▶ [Assignment]:
What is needed is an exact copy of every entry, without the pictures.

▶ [Material shown]:
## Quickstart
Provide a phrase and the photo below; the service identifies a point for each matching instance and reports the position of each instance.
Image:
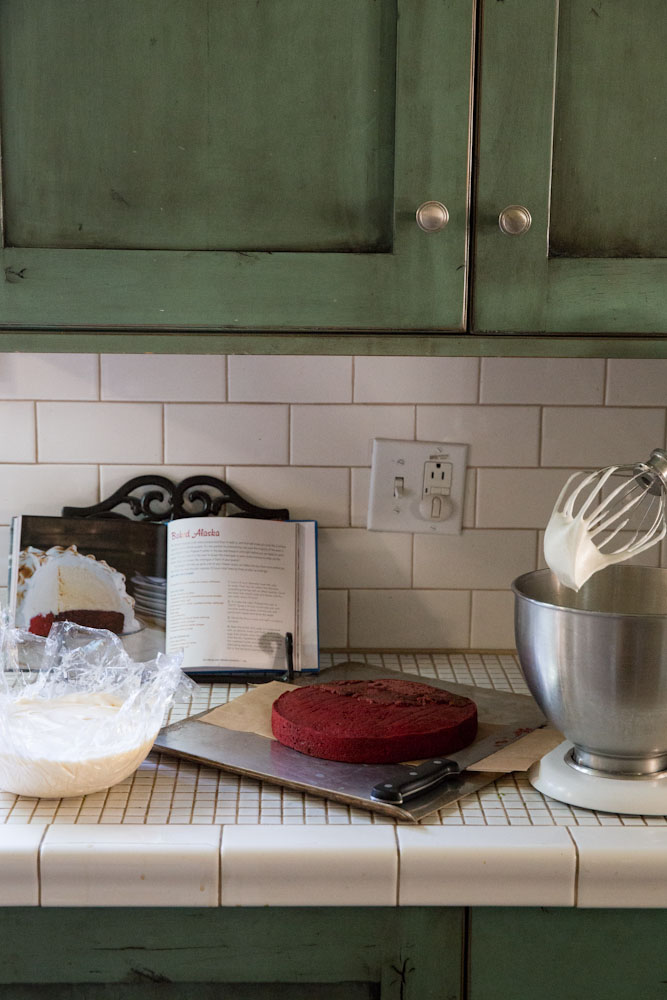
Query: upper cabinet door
(235, 165)
(573, 128)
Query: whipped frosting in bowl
(43, 760)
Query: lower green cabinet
(349, 953)
(567, 954)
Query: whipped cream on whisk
(570, 553)
(582, 523)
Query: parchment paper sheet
(251, 713)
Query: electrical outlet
(417, 486)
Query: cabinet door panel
(573, 127)
(220, 164)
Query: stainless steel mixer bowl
(596, 663)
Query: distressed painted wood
(195, 165)
(470, 345)
(584, 81)
(386, 953)
(567, 954)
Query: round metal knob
(432, 216)
(514, 220)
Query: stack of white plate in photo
(150, 596)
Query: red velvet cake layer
(373, 722)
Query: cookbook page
(231, 592)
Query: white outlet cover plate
(394, 460)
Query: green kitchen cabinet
(572, 127)
(521, 953)
(246, 176)
(226, 165)
(232, 953)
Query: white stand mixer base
(553, 776)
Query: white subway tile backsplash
(343, 435)
(332, 616)
(17, 437)
(291, 379)
(49, 376)
(409, 619)
(163, 377)
(322, 495)
(599, 436)
(416, 380)
(542, 380)
(45, 489)
(492, 619)
(517, 498)
(99, 432)
(477, 559)
(497, 435)
(353, 557)
(633, 382)
(230, 433)
(297, 432)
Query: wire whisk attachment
(584, 531)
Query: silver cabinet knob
(432, 216)
(514, 220)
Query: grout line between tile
(398, 866)
(576, 866)
(39, 864)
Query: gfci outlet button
(438, 508)
(417, 486)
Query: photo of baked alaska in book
(225, 591)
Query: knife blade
(422, 777)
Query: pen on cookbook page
(289, 655)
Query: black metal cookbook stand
(197, 496)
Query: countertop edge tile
(309, 866)
(486, 866)
(621, 867)
(90, 865)
(19, 865)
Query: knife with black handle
(406, 783)
(418, 779)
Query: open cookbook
(224, 590)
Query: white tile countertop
(175, 834)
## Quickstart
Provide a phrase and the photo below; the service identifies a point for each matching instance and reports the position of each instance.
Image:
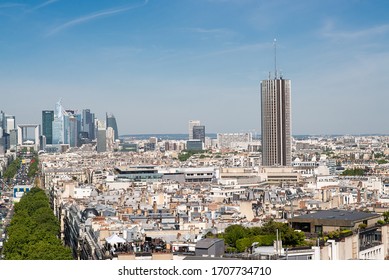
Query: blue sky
(157, 64)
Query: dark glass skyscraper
(47, 125)
(199, 133)
(88, 123)
(276, 122)
(111, 122)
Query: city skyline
(167, 63)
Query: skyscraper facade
(58, 124)
(199, 133)
(111, 122)
(192, 123)
(276, 122)
(47, 125)
(88, 123)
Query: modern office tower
(229, 140)
(194, 145)
(191, 125)
(47, 125)
(88, 123)
(73, 131)
(7, 122)
(13, 138)
(276, 122)
(199, 133)
(101, 137)
(58, 124)
(111, 122)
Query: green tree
(33, 231)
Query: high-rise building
(88, 123)
(276, 122)
(111, 122)
(58, 124)
(101, 137)
(199, 133)
(47, 125)
(192, 123)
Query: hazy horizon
(158, 64)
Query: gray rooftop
(336, 214)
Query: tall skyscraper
(199, 133)
(101, 137)
(47, 125)
(276, 121)
(111, 122)
(88, 123)
(192, 123)
(58, 124)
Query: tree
(33, 231)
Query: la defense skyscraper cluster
(276, 120)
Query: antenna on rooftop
(275, 58)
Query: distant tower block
(276, 120)
(22, 134)
(192, 123)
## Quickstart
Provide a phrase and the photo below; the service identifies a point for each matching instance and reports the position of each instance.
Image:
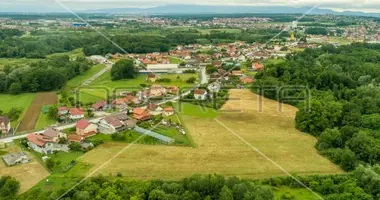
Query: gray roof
(51, 132)
(13, 158)
(154, 134)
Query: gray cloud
(51, 5)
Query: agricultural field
(78, 80)
(28, 174)
(294, 193)
(270, 131)
(31, 116)
(22, 101)
(16, 62)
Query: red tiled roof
(199, 91)
(62, 108)
(169, 109)
(138, 111)
(76, 111)
(82, 124)
(99, 104)
(75, 138)
(36, 139)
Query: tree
(53, 112)
(15, 88)
(75, 146)
(330, 138)
(225, 194)
(123, 69)
(50, 163)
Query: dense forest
(361, 184)
(344, 110)
(46, 75)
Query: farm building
(16, 158)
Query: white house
(5, 124)
(76, 113)
(200, 94)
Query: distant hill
(205, 9)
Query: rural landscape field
(218, 151)
(212, 100)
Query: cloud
(340, 5)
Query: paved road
(90, 80)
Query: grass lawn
(44, 121)
(22, 101)
(195, 110)
(173, 133)
(16, 61)
(174, 60)
(294, 193)
(271, 132)
(78, 80)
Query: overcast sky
(53, 6)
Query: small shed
(16, 158)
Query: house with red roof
(141, 114)
(85, 128)
(76, 113)
(47, 142)
(257, 66)
(200, 94)
(100, 105)
(168, 111)
(116, 123)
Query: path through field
(31, 116)
(218, 151)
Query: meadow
(219, 151)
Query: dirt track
(31, 116)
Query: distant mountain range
(205, 9)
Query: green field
(44, 121)
(78, 80)
(195, 110)
(22, 101)
(294, 194)
(16, 62)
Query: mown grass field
(22, 101)
(219, 151)
(28, 174)
(294, 194)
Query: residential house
(52, 134)
(75, 138)
(100, 105)
(5, 124)
(172, 89)
(76, 113)
(168, 111)
(141, 114)
(116, 123)
(257, 66)
(154, 109)
(237, 73)
(16, 158)
(45, 143)
(200, 94)
(151, 78)
(85, 128)
(246, 80)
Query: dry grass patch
(218, 151)
(28, 174)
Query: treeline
(193, 188)
(344, 107)
(361, 184)
(49, 74)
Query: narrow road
(97, 75)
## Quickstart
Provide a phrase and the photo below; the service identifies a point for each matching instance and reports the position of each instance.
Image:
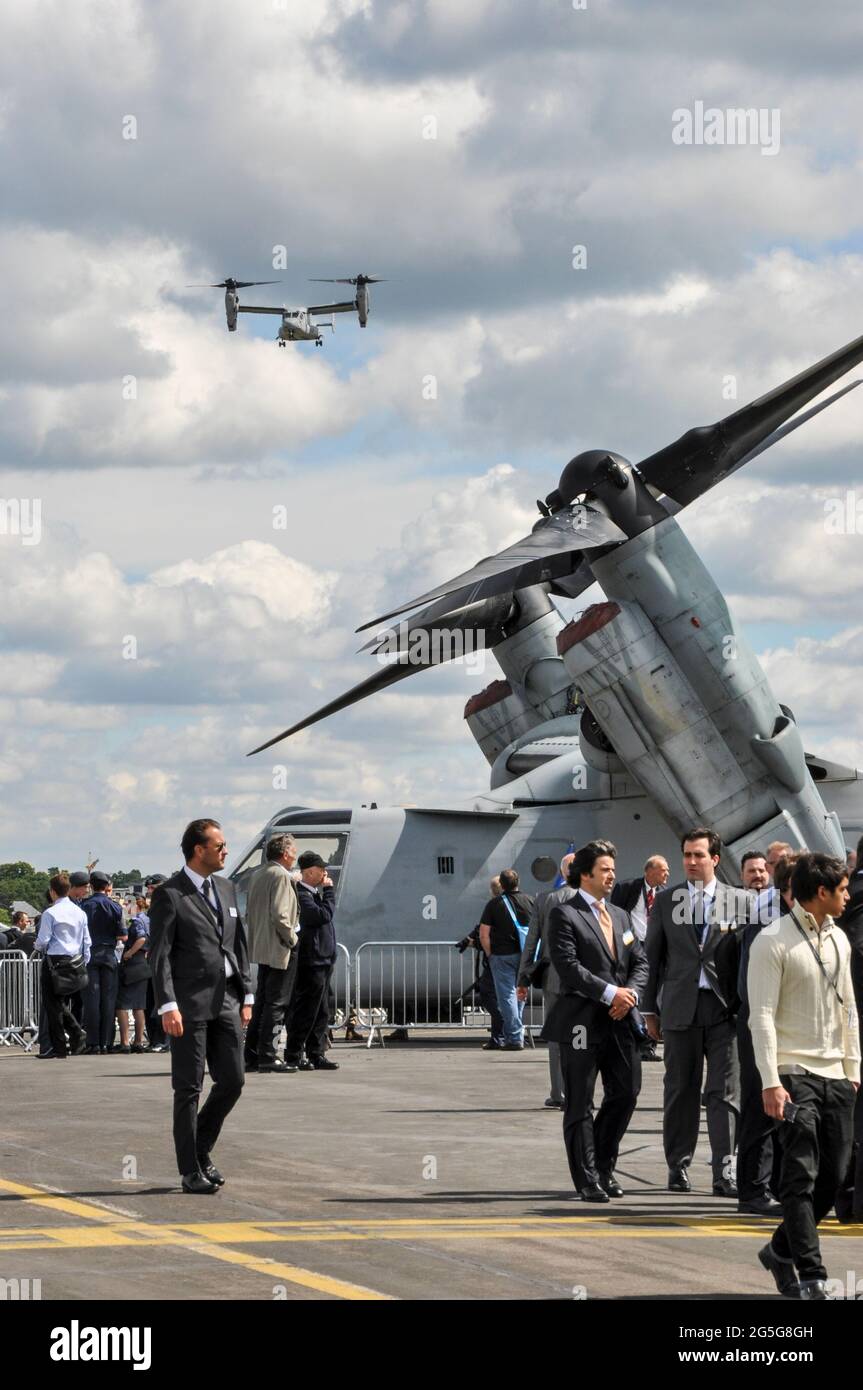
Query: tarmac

▶ [Answer section]:
## Quickstart
Provide a phrase and the photo below; the service identifies a point for each matching instance and reports the position of each instance.
Image:
Query: upper cabinet door
(235, 165)
(573, 128)
Query: whipped frosting in bowl
(43, 760)
Query: lower green cabinet
(349, 953)
(567, 954)
Query: whipped cream on whisk
(570, 553)
(582, 523)
Query: parchment paper sheet
(251, 713)
Query: electrical outlet
(417, 486)
Query: cabinet door panel
(573, 127)
(220, 164)
Query: stainless steel mixer bowl
(596, 663)
Query: distressed painted wood
(195, 165)
(470, 345)
(584, 81)
(386, 953)
(567, 954)
Query: round metal knob
(432, 216)
(514, 220)
Query: stack of white plate in photo
(150, 596)
Query: red velvet cake layer
(373, 722)
Query: cookbook page
(231, 592)
Query: white outlet cover plate
(394, 460)
Query: green kitchen cabinet
(572, 127)
(521, 953)
(246, 176)
(226, 165)
(232, 953)
Query: white stand mixer base
(553, 776)
Query: white subway tile backsplash
(343, 435)
(332, 616)
(17, 437)
(291, 379)
(49, 376)
(409, 619)
(163, 377)
(322, 495)
(599, 436)
(416, 380)
(542, 380)
(45, 489)
(492, 619)
(517, 498)
(99, 432)
(477, 559)
(497, 435)
(353, 557)
(633, 382)
(230, 433)
(297, 432)
Query: wire whisk attachment
(584, 531)
Query: silver cabinet knob
(432, 216)
(514, 220)
Query: grout line between tile
(398, 866)
(576, 866)
(39, 864)
Query: gfci outlet button
(438, 508)
(417, 486)
Query: photo of baked alaska in book
(225, 591)
Query: knife blade
(422, 777)
Query: pen on cookbook page
(289, 655)
Query: black metal cookbook stand
(197, 496)
Query: countertop edge tile
(309, 866)
(486, 866)
(621, 867)
(90, 865)
(19, 865)
Query: knife with black handle
(406, 783)
(418, 779)
Query: open cookbook
(224, 590)
Query: white tile countertop
(175, 834)
## Quickstart
Provide a phrase and the photo below; the service identifies a point for each matching instance and reports the position of each instance.
Image:
Query: blue sky
(157, 64)
Query: dark glass skyscraper
(47, 125)
(199, 133)
(88, 123)
(276, 122)
(111, 122)
Query: city skyline
(167, 63)
Query: skyscraper facade
(58, 124)
(199, 133)
(111, 122)
(192, 123)
(276, 122)
(47, 125)
(88, 123)
Query: modern office tower
(229, 140)
(194, 145)
(191, 125)
(47, 125)
(88, 123)
(73, 131)
(7, 122)
(13, 138)
(276, 122)
(199, 133)
(101, 137)
(58, 124)
(111, 122)
Query: green tree
(33, 231)
Query: high-rise building
(88, 123)
(276, 122)
(111, 122)
(58, 124)
(101, 137)
(199, 133)
(47, 125)
(192, 123)
Query: hazy horizon
(158, 64)
Query: gray rooftop
(336, 214)
Query: tall skyscraper
(199, 133)
(101, 137)
(47, 125)
(276, 121)
(111, 122)
(88, 123)
(192, 123)
(58, 124)
Query: tree
(33, 231)
Query: la defense skyscraper cluster
(276, 120)
Query: antenna on rooftop
(275, 58)
Query: distant tower block
(276, 120)
(22, 134)
(192, 123)
## Quickstart
Provide a phrase and the photo below; the service identifies a point for each matching instance and reports the position of each instance.
Image:
Query: gray roof
(51, 132)
(13, 158)
(154, 134)
Query: gray cloud
(51, 5)
Query: agricultural field
(78, 80)
(28, 174)
(294, 193)
(270, 131)
(31, 116)
(22, 101)
(16, 62)
Query: red tiled roof
(199, 91)
(62, 108)
(169, 109)
(138, 111)
(76, 111)
(82, 124)
(99, 104)
(75, 138)
(36, 139)
Query: tree
(53, 112)
(15, 88)
(75, 146)
(330, 138)
(225, 194)
(123, 69)
(50, 163)
Query: dense forest
(361, 184)
(344, 110)
(46, 75)
Query: farm building
(16, 158)
Query: white house
(5, 124)
(76, 113)
(200, 94)
Query: distant hill
(205, 9)
Query: rural landscape field
(218, 151)
(212, 100)
Query: cloud
(340, 5)
Query: paved road
(90, 80)
Query: grass lawn
(44, 121)
(22, 101)
(195, 110)
(173, 133)
(16, 61)
(174, 60)
(294, 193)
(271, 132)
(78, 80)
Query: overcast sky
(53, 6)
Query: small shed
(16, 158)
Query: house with red roof
(141, 114)
(85, 128)
(76, 113)
(47, 142)
(257, 66)
(200, 94)
(100, 105)
(168, 111)
(116, 123)
Query: path through field
(31, 116)
(218, 151)
Query: meadow
(219, 151)
Query: dirt track
(31, 116)
Query: distant mountain range
(205, 9)
Query: green field
(44, 121)
(78, 80)
(195, 110)
(22, 101)
(294, 194)
(16, 62)
Query: mown grass field
(22, 101)
(219, 151)
(28, 174)
(294, 194)
Query: residential house
(52, 134)
(75, 138)
(100, 105)
(5, 124)
(172, 89)
(76, 113)
(168, 111)
(141, 114)
(116, 123)
(257, 66)
(154, 109)
(237, 73)
(16, 158)
(45, 143)
(200, 94)
(151, 78)
(85, 128)
(246, 80)
Query: dry grass patch
(218, 151)
(28, 174)
Query: treeline
(193, 188)
(344, 107)
(361, 184)
(49, 74)
Query: narrow road
(97, 75)
## Quickstart
Provide a phrase and the photo below; the service identifies a point for each matching instance and reports the position of each instance.
Image:
Query: tarmac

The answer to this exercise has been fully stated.